— CHALLENGE —
Can you reproduce the listing below from its first line through the line containing "x=312, y=116", adding 28 to each x and y coordinate in the answer points while leaving the requests and their sample points unchanged?

— EXERCISE DATA —
------------------------------------------------------------------------

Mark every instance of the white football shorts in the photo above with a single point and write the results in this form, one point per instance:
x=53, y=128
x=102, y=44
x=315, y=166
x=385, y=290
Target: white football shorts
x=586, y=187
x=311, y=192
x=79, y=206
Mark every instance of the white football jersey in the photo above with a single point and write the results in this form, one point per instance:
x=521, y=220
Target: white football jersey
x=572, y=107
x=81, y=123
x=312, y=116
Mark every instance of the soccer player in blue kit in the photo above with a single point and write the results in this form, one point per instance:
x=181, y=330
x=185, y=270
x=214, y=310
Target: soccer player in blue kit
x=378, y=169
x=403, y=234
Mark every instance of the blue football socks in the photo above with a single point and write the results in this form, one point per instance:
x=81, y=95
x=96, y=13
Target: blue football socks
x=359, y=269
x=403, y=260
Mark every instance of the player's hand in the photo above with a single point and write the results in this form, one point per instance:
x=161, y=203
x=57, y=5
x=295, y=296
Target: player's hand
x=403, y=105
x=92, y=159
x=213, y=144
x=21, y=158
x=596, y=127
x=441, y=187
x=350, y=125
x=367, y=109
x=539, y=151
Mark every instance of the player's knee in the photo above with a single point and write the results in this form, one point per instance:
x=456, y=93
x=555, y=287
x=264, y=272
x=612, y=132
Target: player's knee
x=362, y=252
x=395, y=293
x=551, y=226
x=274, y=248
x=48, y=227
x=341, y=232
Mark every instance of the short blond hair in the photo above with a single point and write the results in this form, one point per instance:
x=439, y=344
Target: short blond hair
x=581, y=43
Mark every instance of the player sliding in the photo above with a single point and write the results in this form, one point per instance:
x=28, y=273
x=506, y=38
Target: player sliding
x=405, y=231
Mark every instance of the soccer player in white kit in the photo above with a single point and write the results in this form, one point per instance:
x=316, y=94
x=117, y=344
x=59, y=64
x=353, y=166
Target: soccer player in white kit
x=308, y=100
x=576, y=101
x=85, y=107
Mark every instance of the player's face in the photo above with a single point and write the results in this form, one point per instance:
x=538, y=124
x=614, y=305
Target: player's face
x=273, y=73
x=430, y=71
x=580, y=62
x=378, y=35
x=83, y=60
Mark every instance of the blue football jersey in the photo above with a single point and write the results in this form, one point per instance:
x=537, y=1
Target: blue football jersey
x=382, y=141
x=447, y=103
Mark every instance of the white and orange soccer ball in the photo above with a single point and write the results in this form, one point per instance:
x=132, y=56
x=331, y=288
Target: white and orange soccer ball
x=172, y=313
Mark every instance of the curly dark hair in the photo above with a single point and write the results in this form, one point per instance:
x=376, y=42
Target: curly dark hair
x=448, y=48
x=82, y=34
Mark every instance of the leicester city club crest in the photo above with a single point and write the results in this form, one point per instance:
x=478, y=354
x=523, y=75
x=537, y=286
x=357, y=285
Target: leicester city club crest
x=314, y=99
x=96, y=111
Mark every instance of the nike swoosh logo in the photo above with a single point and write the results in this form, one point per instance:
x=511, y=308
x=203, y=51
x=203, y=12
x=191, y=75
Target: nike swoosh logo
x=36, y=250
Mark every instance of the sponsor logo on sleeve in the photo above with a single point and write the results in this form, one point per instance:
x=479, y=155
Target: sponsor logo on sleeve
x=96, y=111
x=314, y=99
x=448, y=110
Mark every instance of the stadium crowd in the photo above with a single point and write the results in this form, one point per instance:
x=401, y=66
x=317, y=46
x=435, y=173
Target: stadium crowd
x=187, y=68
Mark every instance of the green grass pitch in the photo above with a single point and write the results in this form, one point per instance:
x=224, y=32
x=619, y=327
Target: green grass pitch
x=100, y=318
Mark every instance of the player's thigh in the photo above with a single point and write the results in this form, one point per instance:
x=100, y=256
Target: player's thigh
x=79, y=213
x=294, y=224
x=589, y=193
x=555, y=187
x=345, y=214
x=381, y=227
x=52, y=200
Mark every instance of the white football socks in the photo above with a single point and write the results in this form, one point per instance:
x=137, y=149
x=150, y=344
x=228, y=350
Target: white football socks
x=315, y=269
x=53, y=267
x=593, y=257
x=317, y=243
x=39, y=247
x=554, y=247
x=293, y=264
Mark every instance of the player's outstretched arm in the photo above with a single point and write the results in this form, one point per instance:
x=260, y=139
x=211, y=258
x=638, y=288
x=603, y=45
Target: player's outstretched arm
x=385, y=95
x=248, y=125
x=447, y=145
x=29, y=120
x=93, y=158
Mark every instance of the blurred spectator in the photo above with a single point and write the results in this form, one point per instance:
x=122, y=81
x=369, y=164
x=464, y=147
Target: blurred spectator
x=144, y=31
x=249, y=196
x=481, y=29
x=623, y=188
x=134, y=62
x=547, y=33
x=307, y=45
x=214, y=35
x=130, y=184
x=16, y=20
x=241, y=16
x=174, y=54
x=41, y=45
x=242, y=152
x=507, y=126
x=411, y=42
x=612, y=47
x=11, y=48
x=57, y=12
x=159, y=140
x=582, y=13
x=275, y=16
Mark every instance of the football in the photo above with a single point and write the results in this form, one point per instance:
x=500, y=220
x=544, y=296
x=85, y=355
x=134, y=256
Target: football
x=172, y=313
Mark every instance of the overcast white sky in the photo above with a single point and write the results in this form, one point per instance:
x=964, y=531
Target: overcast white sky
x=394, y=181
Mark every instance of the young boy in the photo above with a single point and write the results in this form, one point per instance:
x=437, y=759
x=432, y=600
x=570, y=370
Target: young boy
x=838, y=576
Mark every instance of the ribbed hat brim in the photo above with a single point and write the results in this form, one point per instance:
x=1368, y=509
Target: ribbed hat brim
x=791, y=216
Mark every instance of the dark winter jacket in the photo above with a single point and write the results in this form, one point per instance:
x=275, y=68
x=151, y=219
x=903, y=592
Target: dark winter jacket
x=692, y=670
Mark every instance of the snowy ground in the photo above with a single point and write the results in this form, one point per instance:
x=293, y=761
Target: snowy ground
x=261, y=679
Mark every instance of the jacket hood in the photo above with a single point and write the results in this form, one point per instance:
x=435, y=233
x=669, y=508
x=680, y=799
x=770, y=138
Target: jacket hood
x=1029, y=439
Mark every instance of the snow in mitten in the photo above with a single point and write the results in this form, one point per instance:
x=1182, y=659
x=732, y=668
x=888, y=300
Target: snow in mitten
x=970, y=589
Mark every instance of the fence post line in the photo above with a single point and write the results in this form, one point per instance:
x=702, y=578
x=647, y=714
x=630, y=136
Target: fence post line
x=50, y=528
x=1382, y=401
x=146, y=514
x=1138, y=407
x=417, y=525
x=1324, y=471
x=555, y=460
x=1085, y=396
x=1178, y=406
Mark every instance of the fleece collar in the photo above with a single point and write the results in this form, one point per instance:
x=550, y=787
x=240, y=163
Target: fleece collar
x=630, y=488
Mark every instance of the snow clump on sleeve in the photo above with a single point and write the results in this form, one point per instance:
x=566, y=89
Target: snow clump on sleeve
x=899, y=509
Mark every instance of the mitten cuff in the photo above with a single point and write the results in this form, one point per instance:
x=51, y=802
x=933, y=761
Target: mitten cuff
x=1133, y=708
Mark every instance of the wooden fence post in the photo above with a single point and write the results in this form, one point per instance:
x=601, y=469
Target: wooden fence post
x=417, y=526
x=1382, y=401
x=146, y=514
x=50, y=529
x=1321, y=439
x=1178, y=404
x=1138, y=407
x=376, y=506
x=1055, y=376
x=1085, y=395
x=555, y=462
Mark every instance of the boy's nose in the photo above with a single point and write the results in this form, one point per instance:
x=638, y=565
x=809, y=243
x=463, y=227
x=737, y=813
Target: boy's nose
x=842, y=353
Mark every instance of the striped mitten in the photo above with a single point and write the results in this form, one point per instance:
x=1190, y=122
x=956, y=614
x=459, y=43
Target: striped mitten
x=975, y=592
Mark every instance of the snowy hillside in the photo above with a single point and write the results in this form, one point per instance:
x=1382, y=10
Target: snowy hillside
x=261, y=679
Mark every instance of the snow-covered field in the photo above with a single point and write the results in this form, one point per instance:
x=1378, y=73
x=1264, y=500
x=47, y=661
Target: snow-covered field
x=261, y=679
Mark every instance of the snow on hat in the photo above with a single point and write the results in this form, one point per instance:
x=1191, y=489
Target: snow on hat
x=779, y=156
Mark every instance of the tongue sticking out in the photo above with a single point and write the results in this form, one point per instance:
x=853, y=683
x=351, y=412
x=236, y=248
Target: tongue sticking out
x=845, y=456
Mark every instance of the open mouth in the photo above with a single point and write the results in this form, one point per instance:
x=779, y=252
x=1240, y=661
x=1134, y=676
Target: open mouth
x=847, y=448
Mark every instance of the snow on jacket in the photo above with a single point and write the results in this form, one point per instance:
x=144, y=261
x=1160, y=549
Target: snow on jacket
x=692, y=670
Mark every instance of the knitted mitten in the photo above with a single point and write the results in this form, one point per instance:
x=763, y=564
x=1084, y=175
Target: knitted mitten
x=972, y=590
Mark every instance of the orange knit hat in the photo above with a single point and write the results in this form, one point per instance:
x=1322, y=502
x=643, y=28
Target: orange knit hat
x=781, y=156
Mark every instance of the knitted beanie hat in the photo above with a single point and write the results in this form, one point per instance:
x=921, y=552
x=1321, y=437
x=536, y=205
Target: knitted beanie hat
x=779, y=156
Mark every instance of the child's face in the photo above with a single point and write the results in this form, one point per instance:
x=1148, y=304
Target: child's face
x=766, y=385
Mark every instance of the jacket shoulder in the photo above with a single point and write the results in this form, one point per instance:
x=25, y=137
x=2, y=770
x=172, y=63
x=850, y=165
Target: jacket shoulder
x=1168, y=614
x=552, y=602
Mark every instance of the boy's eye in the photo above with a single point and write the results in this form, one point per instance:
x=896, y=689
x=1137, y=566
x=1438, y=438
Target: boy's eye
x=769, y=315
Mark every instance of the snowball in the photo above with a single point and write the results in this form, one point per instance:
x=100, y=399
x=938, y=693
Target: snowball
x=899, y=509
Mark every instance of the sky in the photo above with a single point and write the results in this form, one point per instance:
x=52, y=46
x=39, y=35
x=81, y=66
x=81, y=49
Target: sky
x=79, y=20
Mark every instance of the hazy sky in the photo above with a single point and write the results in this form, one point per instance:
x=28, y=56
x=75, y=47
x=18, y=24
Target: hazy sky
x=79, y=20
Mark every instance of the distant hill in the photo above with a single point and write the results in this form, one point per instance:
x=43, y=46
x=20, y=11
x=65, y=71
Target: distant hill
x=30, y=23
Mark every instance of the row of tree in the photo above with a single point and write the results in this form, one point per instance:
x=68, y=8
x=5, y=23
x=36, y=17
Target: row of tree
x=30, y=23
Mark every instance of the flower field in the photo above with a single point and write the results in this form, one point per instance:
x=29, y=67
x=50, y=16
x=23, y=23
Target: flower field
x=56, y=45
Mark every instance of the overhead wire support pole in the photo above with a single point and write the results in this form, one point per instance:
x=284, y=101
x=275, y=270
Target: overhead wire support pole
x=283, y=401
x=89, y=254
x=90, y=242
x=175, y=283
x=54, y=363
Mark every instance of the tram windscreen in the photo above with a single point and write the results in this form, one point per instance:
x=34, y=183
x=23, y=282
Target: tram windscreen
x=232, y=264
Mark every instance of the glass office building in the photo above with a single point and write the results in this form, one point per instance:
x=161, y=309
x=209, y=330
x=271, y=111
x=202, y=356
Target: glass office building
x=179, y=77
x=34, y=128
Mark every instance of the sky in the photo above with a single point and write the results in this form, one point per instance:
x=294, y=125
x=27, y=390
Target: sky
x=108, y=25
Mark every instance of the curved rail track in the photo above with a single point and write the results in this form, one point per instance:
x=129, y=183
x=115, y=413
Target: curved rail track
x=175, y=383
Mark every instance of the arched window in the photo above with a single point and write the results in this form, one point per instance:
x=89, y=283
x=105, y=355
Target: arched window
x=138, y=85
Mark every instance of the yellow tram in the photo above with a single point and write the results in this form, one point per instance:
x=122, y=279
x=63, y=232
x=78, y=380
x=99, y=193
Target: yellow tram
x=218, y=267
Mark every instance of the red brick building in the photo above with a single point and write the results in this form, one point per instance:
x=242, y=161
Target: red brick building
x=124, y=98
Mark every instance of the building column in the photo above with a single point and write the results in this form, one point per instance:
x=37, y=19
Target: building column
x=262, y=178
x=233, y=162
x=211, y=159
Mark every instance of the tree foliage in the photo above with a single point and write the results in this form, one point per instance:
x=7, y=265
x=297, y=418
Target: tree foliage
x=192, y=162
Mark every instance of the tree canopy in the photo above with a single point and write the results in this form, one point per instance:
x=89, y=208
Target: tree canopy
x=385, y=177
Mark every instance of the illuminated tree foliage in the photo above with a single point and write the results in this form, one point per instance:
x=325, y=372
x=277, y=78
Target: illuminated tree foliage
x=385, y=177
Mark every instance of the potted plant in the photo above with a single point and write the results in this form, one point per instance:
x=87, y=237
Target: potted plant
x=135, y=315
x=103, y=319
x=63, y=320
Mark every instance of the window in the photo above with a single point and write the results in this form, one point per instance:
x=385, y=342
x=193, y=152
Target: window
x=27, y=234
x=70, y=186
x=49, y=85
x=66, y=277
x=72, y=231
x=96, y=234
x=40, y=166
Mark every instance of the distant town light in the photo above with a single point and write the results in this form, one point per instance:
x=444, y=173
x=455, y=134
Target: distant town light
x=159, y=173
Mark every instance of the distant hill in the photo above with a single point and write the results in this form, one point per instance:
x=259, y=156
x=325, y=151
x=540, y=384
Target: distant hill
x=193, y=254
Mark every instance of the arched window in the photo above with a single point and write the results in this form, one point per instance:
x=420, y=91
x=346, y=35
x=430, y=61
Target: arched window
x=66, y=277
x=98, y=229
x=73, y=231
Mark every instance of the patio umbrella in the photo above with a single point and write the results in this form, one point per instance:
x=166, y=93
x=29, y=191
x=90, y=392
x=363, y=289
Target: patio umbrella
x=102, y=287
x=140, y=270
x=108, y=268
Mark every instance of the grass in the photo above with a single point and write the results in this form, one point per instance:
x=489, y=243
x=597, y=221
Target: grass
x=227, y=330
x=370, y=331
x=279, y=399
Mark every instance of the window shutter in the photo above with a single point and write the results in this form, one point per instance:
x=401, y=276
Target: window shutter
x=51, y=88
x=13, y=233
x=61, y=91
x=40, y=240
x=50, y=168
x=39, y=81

------------------------------------------------------------------------

— FINAL RESULT —
Mark every instance of the white football shorts in the photo above with a single point and write the results in this form, one point per instance:
x=53, y=128
x=102, y=44
x=315, y=166
x=385, y=290
Target: white football shorts
x=614, y=215
x=339, y=220
x=107, y=234
Mark every instance of the white football jersey in the photo above with a single point and write the results in this form, one point per instance:
x=521, y=220
Target: white football jersey
x=600, y=135
x=109, y=151
x=340, y=144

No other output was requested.